● OBJECTIF ÉNONCÉ
Présentez les lignes des items ci-dessous sous forme de liste numérotée, en omettant les lignes vides et en couvrant la totalité des items.
---+---
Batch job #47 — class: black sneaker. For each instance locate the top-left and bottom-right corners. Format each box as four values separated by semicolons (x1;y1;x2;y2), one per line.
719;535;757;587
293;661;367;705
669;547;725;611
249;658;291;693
---+---
● SORTIE DE TÂCHE
1. Batch job #47 — class: black sneaker. For each instance locate the top-left and bottom-right corners. Format each box as four values separated by semicolons (x1;y1;x2;y2), one per line.
2. 719;535;757;587
3. 293;661;367;705
4. 669;547;725;611
5. 249;658;291;693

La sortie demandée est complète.